| PROBLEM SET |
[A] From the interview about Vyatskoye and Nekrasov, return the passage from "Oleg Zharov: Since" to "celebrate this anniversary." word for word.
[B] Carry the interview about Vyatskoye and Nekrasov forward from the point where it stops.

| SOURCE PASSAGE |
What is the relationship between “Vyatskoye” and the neighboring museum-manor of Nekrasov in Karabikha?

Oleg Zharov: Since 2014, the “Days of Nekrasov in Vyatskoye” have been held twice a year – in the summer, on the second day after the celebration in Karabikha, and on December 10th, which is the birthday of Nekrasov. In 2021 we will celebrate the 200th anniversary of the birth of Nekrasov. By the way, our museum was one of the initiators to celebrate this anniversary.

And in 2017, we completed the restoration of the family tomb of Nekrasov, which is located 30 kilometers from Vyatskoye. This is a fantastic story. Once riding around the Vyatskoye neighborhood, I found the family tomb of the Nekrasovs in the village of Abbakumtsevo, where his father and nephews were buried, and the poet’s mother grave was next to it. When I opened the tomb, I could not believe my eyes – it was a cesspit in which the paintings of Vereshchagin died. An absolutely remarkable architectural structure, which was plundered, destroyed – physically and spiritually. There was a drain pit, two meters of rotten swamp water, and destroyed grave of Nekrasov’s mother.

How is it possible?

(Saved entries)
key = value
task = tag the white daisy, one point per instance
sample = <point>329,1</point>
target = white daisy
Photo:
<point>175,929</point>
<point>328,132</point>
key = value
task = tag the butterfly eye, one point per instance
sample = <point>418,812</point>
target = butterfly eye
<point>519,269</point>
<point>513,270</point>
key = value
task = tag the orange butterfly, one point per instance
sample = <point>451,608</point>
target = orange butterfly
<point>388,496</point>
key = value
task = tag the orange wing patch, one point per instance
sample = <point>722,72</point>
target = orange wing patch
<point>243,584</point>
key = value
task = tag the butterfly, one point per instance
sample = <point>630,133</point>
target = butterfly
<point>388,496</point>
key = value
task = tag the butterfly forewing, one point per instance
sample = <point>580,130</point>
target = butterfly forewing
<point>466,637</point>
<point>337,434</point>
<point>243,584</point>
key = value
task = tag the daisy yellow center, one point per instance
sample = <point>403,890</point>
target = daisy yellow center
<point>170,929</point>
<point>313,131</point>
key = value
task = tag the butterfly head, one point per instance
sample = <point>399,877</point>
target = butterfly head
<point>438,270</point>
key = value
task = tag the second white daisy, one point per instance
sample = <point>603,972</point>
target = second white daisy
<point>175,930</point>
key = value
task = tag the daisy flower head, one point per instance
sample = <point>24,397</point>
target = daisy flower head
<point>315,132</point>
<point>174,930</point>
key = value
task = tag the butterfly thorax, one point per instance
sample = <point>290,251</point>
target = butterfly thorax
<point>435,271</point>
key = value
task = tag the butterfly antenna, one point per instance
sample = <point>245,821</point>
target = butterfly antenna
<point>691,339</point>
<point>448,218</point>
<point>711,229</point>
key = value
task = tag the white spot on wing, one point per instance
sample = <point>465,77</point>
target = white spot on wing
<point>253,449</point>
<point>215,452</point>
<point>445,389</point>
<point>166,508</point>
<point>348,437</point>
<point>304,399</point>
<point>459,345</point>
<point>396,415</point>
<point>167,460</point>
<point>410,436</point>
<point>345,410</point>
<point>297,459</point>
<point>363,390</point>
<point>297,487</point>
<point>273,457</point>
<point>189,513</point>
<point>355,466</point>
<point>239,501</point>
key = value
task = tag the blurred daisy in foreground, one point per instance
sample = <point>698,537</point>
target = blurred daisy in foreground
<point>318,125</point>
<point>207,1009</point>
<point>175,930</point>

| ANSWERS TO THE PROBLEMS |
[A]
Oleg Zharov: Since 2014, the “Days of Nekrasov in Vyatskoye” have been held twice a year – in the summer, on the second day after the celebration in Karabikha, and on December 10th, which is the birthday of Nekrasov. In 2021 we will celebrate the 200th anniversary of the birth of Nekrasov. By the way, our museum was one of the initiators to celebrate this anniversary.

[B]
Oleg Zharov: This is what I asked the head of the district. They answered me: “Neither it is in the regional balance sheet, nor in the patriarchy, nor in the department of culture, nor in the museum.” Ownerless, no one needs it. To restore it, we needed legal grounds, that is to say, the right of ownership. And I decided to provoke the situation. I was convinced that if an announcement appeared on the electronic bidding web-site that the Nekrasov family tomb was for sale, this would cause a storm of indignation among the public, the Ministry of Culture, and the governor. No one reacted. So I bought the chapel from the auction. We restored the paintings, the tomb, and the grave of the mother. When I bought it, I was sure I would immediately return it to the state. But today I do not know to who I should return it. Now we do service works, protect it, carry out some restoration works, and receive tourists. If I give the tomb to the state, it will again be useless to anyone. And here I am – the lucky owner of the family tomb of the Nekrasovs. Andrei Ivushkin, the director of the Nekrasov museum-manor in Karabikha, is dedicating himself wholeheartedly to it, but nobody needs it. And he does the best he can.

There are many places of grief near Vyatskoye. I’m not even talking about Mologa, which has become a symbol of destruction. Rybinsk, Volgolag. Does something connect you with this part of the history of the Yaroslavl region?

Oleg Zharov: My name is usually associated with Vyatskoye, but I am now creating a whole museum network. One of the museums that I am currently working on is located in Rybinsk. I am creating an Old Believer Museum in a magnificent estate of three buildings in the city center. Restoration works are underway. I have been interested in this topic for a long time. I am familiar with the head of the Russian Old Believer Church, Metropolitan Cornelius. He is ready to open his storerooms on Rogozhskaya for this museum.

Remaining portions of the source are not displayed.